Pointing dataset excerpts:
* * *
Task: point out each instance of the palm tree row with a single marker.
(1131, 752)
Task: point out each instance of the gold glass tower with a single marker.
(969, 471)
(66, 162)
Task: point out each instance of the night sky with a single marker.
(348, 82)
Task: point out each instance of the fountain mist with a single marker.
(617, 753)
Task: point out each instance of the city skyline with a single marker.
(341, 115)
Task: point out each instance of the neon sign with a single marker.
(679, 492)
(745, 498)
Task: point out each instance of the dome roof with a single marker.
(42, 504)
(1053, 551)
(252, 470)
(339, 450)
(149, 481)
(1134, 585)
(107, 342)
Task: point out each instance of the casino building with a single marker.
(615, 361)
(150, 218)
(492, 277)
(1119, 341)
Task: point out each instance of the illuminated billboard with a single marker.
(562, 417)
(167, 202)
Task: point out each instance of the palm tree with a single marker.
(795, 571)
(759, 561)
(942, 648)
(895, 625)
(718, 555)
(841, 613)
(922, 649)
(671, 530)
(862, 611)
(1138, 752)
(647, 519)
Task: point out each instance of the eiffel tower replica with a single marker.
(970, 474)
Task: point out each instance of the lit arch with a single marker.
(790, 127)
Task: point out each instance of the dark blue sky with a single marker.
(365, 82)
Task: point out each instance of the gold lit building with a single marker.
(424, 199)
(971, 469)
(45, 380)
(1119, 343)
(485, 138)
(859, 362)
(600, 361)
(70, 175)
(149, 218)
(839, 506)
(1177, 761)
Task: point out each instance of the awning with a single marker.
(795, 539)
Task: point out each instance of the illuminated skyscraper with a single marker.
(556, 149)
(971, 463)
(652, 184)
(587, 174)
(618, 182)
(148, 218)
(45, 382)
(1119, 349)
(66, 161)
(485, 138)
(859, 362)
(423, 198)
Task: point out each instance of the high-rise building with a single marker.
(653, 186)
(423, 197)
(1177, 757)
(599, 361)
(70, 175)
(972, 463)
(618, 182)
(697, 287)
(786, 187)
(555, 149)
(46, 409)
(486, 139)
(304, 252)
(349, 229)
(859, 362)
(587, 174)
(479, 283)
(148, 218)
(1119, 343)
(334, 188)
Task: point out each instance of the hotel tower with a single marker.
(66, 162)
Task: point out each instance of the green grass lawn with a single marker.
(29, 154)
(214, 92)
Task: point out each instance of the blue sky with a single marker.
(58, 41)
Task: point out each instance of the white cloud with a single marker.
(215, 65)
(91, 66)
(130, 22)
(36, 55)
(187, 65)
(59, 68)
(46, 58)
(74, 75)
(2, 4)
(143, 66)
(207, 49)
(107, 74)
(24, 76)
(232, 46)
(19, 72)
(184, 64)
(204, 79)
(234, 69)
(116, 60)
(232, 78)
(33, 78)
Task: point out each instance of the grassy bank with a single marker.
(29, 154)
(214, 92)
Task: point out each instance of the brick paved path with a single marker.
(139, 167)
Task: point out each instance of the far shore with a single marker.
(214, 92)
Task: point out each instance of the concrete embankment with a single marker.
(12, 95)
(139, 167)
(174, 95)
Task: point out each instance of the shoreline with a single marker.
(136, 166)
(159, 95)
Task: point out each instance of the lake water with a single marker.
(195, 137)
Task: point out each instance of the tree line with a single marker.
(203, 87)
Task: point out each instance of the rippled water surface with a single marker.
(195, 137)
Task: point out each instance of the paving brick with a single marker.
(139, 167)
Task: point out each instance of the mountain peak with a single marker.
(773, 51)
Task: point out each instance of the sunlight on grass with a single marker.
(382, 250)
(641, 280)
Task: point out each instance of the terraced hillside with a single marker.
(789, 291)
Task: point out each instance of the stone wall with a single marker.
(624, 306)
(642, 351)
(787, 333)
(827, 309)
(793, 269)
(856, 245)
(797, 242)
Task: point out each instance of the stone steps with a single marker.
* * *
**Written request**
Write out every entry verbatim.

**Solution to this exercise**
Task: point out each instance of the palm tree row with a single marker.
(1131, 752)
Task: point out each instance of the gold glass tower with a single marker.
(969, 471)
(66, 162)
Task: point out each instance of the night sky with a single marker.
(348, 82)
Task: point out each instance of the fountain mist with a single marker.
(617, 753)
Task: point out each instance of the city skyline with a single marker.
(341, 115)
Task: point out each instance of the neon sign with a single marker.
(679, 492)
(745, 498)
Task: point out each instance of the dome roof with a single marker.
(42, 504)
(1053, 551)
(252, 470)
(339, 450)
(149, 481)
(1134, 585)
(107, 342)
Task: point out each instance of the casino building with a single marker.
(615, 361)
(150, 218)
(492, 277)
(1119, 341)
Task: point out each instance of the illuminated billboard with a single marker.
(562, 417)
(167, 202)
Task: point out each instance of the palm tree with a single marker.
(795, 571)
(759, 561)
(942, 648)
(895, 625)
(718, 555)
(841, 613)
(922, 649)
(671, 530)
(862, 611)
(1138, 752)
(647, 519)
Task: point out each instance of the eiffel tower replica with a single marker.
(970, 474)
Task: point out each instance of the lit arch with a single marker.
(790, 127)
Task: point out each instance of the dark blue sky with a single marker.
(365, 82)
Task: point out each instance of the gold lit building with a single marker.
(424, 199)
(971, 469)
(45, 380)
(1119, 343)
(485, 138)
(859, 362)
(600, 361)
(70, 175)
(149, 218)
(839, 506)
(1177, 761)
Task: point out each instance of the awning with a single marker.
(795, 539)
Task: point out each instance of the illuminated skyscraper with a single marker.
(556, 149)
(971, 463)
(652, 184)
(587, 174)
(618, 182)
(148, 218)
(45, 382)
(1119, 349)
(66, 161)
(485, 138)
(859, 362)
(423, 198)
Task: point out each instance of the high-rise building with a single marker.
(653, 186)
(423, 197)
(1177, 757)
(599, 361)
(70, 175)
(972, 463)
(618, 182)
(697, 287)
(786, 187)
(555, 149)
(46, 409)
(486, 139)
(304, 252)
(349, 229)
(859, 362)
(587, 174)
(479, 283)
(148, 218)
(1119, 343)
(334, 188)
Task: point out each instance of the hotel tower with a single marker.
(66, 162)
Task: point out each instance of the green grass lawn with a single marker.
(29, 154)
(214, 92)
Task: point out each instance of the blue sky with a single marker.
(58, 41)
Task: point out each instance of the white cloud with a single marker.
(215, 65)
(91, 66)
(130, 22)
(36, 55)
(187, 65)
(59, 68)
(46, 58)
(74, 75)
(2, 4)
(143, 66)
(207, 49)
(107, 74)
(24, 76)
(232, 46)
(19, 72)
(184, 64)
(204, 79)
(234, 69)
(116, 60)
(232, 78)
(33, 78)
Task: point out each instance of the grassy bank with a single marker.
(29, 154)
(214, 92)
Task: point out each instance of the brick paved path with a single marker.
(139, 167)
Task: point out each instance of the far shore with a single marker.
(214, 92)
Task: point out each instance of the concrete embankment with a single marker.
(12, 95)
(139, 167)
(174, 95)
Task: point out each instance of the shoreline with a single marker.
(136, 166)
(159, 95)
Task: point out each instance of the lake water with a single marker.
(195, 137)
Task: point out each instance of the tree line with a single marker.
(203, 87)
Task: point out each instance of the rippled water surface with a single marker.
(195, 137)
Task: point out each instance of the paving brick with a single marker.
(139, 167)
Task: point out each instance of the mountain peak with a single marker.
(773, 51)
Task: point out each instance of the sunlight on grass with a single marker.
(382, 250)
(641, 280)
Task: point out each instance of the terraced hillside with a single marker.
(789, 291)
Task: point out each instance of the stone wall with a single marker.
(624, 306)
(642, 351)
(787, 333)
(827, 309)
(793, 269)
(856, 245)
(797, 242)
Task: point out each instance of the stone steps with a single marker.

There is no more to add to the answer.